* _Exercise goal_
Format the lines of the listing, starting at the line containing "Reviewer check: every instance of the ambulance" and ending at the last line of the listing, as a JSON list of strings with one string per line. Leave out any blank lines.

[Data pulled from a collection]

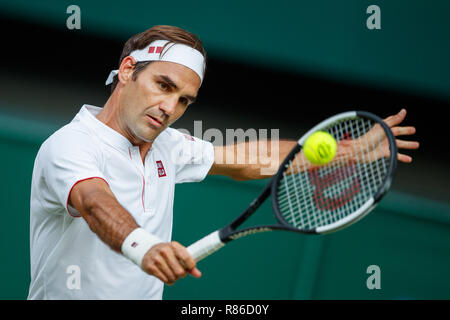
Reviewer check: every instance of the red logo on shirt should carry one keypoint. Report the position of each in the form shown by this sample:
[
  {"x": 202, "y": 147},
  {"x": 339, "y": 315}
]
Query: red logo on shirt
[
  {"x": 161, "y": 171},
  {"x": 153, "y": 49}
]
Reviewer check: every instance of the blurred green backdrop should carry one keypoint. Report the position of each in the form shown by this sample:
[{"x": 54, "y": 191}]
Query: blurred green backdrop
[
  {"x": 407, "y": 237},
  {"x": 323, "y": 37}
]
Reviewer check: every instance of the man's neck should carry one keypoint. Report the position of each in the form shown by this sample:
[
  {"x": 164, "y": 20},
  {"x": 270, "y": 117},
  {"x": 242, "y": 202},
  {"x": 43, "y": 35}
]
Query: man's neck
[{"x": 109, "y": 116}]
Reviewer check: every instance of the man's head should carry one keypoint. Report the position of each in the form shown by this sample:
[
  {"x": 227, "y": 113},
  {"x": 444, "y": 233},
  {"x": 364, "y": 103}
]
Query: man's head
[{"x": 151, "y": 95}]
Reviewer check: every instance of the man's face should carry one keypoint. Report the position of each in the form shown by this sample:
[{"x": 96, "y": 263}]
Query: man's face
[{"x": 156, "y": 99}]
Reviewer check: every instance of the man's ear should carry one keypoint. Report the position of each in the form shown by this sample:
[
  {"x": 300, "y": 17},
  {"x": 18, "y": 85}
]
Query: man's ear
[{"x": 126, "y": 69}]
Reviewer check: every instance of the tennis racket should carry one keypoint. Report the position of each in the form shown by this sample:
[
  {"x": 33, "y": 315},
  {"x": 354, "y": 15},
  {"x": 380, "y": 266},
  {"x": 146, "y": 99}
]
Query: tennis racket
[{"x": 313, "y": 199}]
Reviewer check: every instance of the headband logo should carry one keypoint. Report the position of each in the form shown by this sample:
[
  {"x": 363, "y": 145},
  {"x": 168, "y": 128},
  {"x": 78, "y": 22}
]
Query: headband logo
[{"x": 152, "y": 49}]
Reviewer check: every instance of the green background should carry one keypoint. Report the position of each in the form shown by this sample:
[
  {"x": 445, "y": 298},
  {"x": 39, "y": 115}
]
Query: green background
[
  {"x": 406, "y": 236},
  {"x": 322, "y": 37}
]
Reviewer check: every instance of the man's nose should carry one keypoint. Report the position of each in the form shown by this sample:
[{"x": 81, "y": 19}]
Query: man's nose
[{"x": 168, "y": 106}]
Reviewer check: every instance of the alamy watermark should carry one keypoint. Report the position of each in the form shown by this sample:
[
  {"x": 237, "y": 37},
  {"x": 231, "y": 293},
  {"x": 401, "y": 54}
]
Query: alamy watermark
[
  {"x": 374, "y": 280},
  {"x": 239, "y": 147},
  {"x": 74, "y": 20}
]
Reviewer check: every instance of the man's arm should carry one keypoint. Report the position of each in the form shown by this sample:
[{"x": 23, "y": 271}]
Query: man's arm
[
  {"x": 261, "y": 159},
  {"x": 112, "y": 223},
  {"x": 250, "y": 160}
]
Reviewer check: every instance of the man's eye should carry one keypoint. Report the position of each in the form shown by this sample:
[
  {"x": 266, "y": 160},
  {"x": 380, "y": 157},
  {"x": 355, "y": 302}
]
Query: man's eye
[
  {"x": 184, "y": 101},
  {"x": 163, "y": 86}
]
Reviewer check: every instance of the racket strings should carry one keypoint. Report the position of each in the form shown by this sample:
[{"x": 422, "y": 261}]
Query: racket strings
[{"x": 321, "y": 195}]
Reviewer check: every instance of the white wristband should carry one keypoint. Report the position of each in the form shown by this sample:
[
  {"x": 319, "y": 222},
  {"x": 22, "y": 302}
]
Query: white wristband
[{"x": 137, "y": 243}]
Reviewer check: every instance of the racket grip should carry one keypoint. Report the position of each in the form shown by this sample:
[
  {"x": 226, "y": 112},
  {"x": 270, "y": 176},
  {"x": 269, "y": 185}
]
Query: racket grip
[{"x": 205, "y": 246}]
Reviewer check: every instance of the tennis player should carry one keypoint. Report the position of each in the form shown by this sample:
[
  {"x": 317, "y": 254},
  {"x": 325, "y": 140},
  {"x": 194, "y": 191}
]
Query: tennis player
[{"x": 103, "y": 185}]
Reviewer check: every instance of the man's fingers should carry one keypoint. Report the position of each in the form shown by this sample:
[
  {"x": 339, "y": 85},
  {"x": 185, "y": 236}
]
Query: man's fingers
[
  {"x": 404, "y": 158},
  {"x": 195, "y": 273},
  {"x": 395, "y": 119},
  {"x": 163, "y": 266},
  {"x": 403, "y": 144},
  {"x": 403, "y": 131},
  {"x": 185, "y": 258},
  {"x": 172, "y": 261}
]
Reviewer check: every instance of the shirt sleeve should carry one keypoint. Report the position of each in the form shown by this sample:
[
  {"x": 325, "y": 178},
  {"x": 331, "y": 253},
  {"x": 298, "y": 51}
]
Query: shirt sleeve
[
  {"x": 193, "y": 157},
  {"x": 69, "y": 157}
]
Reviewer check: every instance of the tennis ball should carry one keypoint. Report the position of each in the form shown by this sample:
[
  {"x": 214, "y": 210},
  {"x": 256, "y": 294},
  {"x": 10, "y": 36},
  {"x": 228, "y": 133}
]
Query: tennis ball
[{"x": 320, "y": 147}]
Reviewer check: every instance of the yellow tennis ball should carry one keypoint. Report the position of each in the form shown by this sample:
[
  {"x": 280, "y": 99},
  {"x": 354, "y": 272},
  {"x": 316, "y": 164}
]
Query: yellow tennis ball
[{"x": 320, "y": 147}]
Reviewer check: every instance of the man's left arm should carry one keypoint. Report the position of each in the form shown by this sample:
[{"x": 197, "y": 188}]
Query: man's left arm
[{"x": 261, "y": 159}]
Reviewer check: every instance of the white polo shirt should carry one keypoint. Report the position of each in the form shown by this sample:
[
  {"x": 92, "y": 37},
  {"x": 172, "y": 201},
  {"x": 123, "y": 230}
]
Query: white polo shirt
[{"x": 68, "y": 260}]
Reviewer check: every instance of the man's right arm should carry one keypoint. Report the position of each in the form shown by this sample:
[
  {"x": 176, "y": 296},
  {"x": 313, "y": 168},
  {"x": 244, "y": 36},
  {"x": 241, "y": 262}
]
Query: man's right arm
[{"x": 113, "y": 224}]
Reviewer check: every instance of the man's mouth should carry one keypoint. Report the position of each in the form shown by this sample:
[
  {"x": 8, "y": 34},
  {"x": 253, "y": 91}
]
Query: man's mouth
[{"x": 155, "y": 121}]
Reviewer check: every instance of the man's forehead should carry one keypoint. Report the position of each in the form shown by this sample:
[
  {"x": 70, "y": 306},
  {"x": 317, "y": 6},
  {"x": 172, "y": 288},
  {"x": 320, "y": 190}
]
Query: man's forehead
[{"x": 176, "y": 72}]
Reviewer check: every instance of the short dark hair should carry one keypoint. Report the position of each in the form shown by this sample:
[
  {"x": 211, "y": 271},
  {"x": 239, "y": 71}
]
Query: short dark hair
[{"x": 143, "y": 39}]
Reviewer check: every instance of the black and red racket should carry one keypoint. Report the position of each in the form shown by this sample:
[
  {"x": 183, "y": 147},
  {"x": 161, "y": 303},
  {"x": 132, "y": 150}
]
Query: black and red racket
[{"x": 319, "y": 199}]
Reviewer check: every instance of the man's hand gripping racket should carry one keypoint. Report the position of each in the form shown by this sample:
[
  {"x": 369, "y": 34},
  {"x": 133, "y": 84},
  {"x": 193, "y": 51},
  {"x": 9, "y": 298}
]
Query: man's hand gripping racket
[{"x": 318, "y": 199}]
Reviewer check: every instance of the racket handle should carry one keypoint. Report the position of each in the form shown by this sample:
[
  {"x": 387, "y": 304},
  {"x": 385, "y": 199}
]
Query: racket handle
[{"x": 205, "y": 246}]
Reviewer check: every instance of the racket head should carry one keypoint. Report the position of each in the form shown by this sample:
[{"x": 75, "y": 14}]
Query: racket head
[{"x": 330, "y": 197}]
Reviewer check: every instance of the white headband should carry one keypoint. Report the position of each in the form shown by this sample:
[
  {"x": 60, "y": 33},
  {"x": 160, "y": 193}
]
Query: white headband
[{"x": 178, "y": 53}]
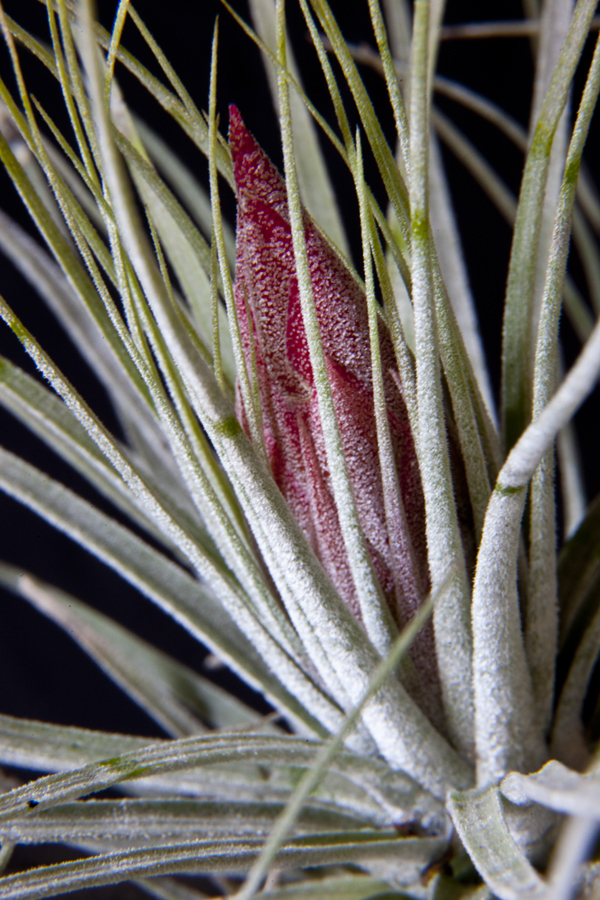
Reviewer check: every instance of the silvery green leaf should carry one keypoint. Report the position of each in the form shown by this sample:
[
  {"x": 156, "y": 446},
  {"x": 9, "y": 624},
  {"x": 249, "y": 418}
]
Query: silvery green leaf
[
  {"x": 451, "y": 616},
  {"x": 541, "y": 614},
  {"x": 338, "y": 887},
  {"x": 315, "y": 185},
  {"x": 568, "y": 734},
  {"x": 167, "y": 584},
  {"x": 577, "y": 566},
  {"x": 130, "y": 824},
  {"x": 557, "y": 787},
  {"x": 186, "y": 249},
  {"x": 479, "y": 820},
  {"x": 404, "y": 856},
  {"x": 519, "y": 319},
  {"x": 369, "y": 790},
  {"x": 195, "y": 196},
  {"x": 506, "y": 736},
  {"x": 175, "y": 696}
]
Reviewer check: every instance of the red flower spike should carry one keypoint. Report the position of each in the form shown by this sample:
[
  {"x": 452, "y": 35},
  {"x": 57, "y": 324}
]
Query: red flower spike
[{"x": 266, "y": 287}]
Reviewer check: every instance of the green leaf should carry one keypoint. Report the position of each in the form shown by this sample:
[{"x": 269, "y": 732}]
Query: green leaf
[
  {"x": 365, "y": 789},
  {"x": 130, "y": 824},
  {"x": 407, "y": 856},
  {"x": 315, "y": 185},
  {"x": 503, "y": 694},
  {"x": 163, "y": 582},
  {"x": 519, "y": 314},
  {"x": 577, "y": 567},
  {"x": 479, "y": 821},
  {"x": 187, "y": 250},
  {"x": 541, "y": 617},
  {"x": 172, "y": 694},
  {"x": 451, "y": 617},
  {"x": 556, "y": 787}
]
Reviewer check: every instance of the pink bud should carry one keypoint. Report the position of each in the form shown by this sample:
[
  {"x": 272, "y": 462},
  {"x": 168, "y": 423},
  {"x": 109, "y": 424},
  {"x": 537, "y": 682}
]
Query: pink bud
[{"x": 266, "y": 287}]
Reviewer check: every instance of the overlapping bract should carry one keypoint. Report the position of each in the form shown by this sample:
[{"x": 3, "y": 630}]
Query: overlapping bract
[{"x": 269, "y": 311}]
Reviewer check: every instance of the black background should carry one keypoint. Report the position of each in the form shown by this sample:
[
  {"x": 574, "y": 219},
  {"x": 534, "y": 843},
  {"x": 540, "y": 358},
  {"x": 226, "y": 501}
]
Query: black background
[{"x": 42, "y": 673}]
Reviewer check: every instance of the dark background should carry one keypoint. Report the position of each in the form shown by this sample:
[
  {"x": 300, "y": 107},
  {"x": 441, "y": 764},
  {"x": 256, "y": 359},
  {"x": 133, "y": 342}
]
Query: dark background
[{"x": 43, "y": 675}]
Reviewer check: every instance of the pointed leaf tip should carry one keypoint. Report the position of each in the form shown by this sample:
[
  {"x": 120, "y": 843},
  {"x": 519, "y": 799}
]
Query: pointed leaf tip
[{"x": 271, "y": 322}]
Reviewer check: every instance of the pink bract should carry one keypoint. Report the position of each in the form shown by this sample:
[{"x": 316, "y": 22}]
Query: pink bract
[{"x": 268, "y": 304}]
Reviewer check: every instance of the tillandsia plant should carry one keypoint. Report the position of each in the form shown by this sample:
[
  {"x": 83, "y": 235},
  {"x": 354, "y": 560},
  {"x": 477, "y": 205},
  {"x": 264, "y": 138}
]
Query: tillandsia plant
[{"x": 308, "y": 474}]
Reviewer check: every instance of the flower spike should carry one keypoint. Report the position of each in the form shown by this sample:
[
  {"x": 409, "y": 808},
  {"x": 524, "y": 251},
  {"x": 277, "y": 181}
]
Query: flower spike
[{"x": 270, "y": 320}]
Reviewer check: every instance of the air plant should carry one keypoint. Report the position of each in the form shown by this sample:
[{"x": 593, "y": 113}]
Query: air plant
[{"x": 313, "y": 480}]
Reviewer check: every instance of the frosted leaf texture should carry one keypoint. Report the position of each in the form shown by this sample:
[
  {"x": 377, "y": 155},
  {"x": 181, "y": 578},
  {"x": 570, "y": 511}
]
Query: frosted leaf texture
[{"x": 268, "y": 307}]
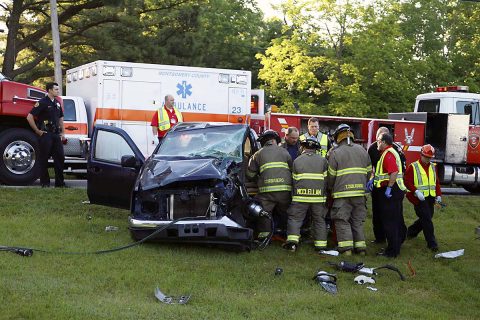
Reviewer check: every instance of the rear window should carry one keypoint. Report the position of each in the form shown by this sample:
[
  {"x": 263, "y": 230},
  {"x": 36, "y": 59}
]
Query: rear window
[
  {"x": 69, "y": 113},
  {"x": 428, "y": 105}
]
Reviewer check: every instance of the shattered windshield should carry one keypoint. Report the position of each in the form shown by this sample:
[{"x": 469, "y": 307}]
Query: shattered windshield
[{"x": 216, "y": 142}]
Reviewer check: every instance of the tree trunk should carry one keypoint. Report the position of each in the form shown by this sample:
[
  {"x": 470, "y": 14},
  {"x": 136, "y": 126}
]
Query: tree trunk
[{"x": 13, "y": 25}]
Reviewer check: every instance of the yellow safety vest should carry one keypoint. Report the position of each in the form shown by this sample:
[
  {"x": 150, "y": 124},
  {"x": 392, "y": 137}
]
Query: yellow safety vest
[
  {"x": 381, "y": 176},
  {"x": 164, "y": 120},
  {"x": 323, "y": 142},
  {"x": 426, "y": 184}
]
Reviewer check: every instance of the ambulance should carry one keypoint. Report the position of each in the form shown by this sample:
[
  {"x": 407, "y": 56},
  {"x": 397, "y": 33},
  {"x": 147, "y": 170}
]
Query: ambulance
[{"x": 126, "y": 95}]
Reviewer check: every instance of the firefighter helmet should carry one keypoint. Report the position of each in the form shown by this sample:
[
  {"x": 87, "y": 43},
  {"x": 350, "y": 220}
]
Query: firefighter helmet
[
  {"x": 268, "y": 135},
  {"x": 428, "y": 151},
  {"x": 310, "y": 143}
]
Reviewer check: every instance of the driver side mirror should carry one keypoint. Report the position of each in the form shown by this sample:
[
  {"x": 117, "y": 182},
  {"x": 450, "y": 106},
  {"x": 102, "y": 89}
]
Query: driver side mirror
[{"x": 129, "y": 162}]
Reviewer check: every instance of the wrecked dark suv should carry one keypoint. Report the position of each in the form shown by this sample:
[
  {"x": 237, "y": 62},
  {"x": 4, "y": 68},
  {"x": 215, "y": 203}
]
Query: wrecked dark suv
[{"x": 196, "y": 176}]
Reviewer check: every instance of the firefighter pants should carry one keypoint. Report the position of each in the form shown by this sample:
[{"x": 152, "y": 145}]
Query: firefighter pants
[
  {"x": 378, "y": 231},
  {"x": 279, "y": 200},
  {"x": 349, "y": 214},
  {"x": 296, "y": 216},
  {"x": 51, "y": 145},
  {"x": 424, "y": 211},
  {"x": 391, "y": 210}
]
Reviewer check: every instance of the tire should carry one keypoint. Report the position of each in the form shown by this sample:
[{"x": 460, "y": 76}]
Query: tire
[
  {"x": 474, "y": 188},
  {"x": 19, "y": 151}
]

* _Answer to this exercise_
[
  "Reviewer check: every instance of the ambulance should carry one keypoint. Report the position of each in the form shown by this sample:",
  "[",
  "  {\"x\": 407, \"y\": 56},",
  "  {\"x\": 397, \"y\": 33},",
  "  {\"x\": 147, \"y\": 170}",
  "]",
  "Query: ambulance",
  "[{\"x\": 126, \"y\": 95}]",
  "Reviewer check: every instance of the firefighter helmet should carry one keypoint. Report the position of each in the form shown by this sample:",
  "[",
  "  {\"x\": 87, \"y\": 43},",
  "  {\"x\": 350, \"y\": 220}",
  "]",
  "Query: firefighter helmet",
  "[",
  "  {\"x\": 268, \"y\": 135},",
  "  {\"x\": 428, \"y\": 151},",
  "  {\"x\": 310, \"y\": 143}",
  "]",
  "Reviewer check: every instance of the driver side mirror should carry one keypoint. Report the position of each in the form shown by this sample:",
  "[",
  "  {\"x\": 117, \"y\": 182},",
  "  {\"x\": 450, \"y\": 106},",
  "  {\"x\": 102, \"y\": 89}",
  "]",
  "Query: driver side mirror",
  "[{\"x\": 129, \"y\": 162}]",
  "Reviewer check: every instance of the wrecked dark suv should carry one keypoint. Report the position of each in the form shown by this sample:",
  "[",
  "  {\"x\": 237, \"y\": 62},",
  "  {\"x\": 4, \"y\": 68},",
  "  {\"x\": 215, \"y\": 203}",
  "]",
  "Query: wrecked dark suv",
  "[{\"x\": 196, \"y\": 176}]",
  "Reviewer check: every instance of the firefighter pants should carry one keypoint. Report the position of each in the form shown by this sample:",
  "[{\"x\": 152, \"y\": 145}]",
  "Query: firefighter pants",
  "[",
  "  {\"x\": 378, \"y\": 231},",
  "  {\"x\": 279, \"y\": 200},",
  "  {\"x\": 349, \"y\": 214},",
  "  {\"x\": 296, \"y\": 216},",
  "  {\"x\": 51, \"y\": 145},",
  "  {\"x\": 424, \"y\": 211},",
  "  {\"x\": 391, \"y\": 210}",
  "]",
  "Reviewer check: every instance of the tire should carry one keypoint. Report the position of each in the form shown by this sample:",
  "[{\"x\": 460, \"y\": 76}]",
  "Query: tire",
  "[",
  "  {\"x\": 474, \"y\": 188},",
  "  {\"x\": 19, \"y\": 151}",
  "]"
]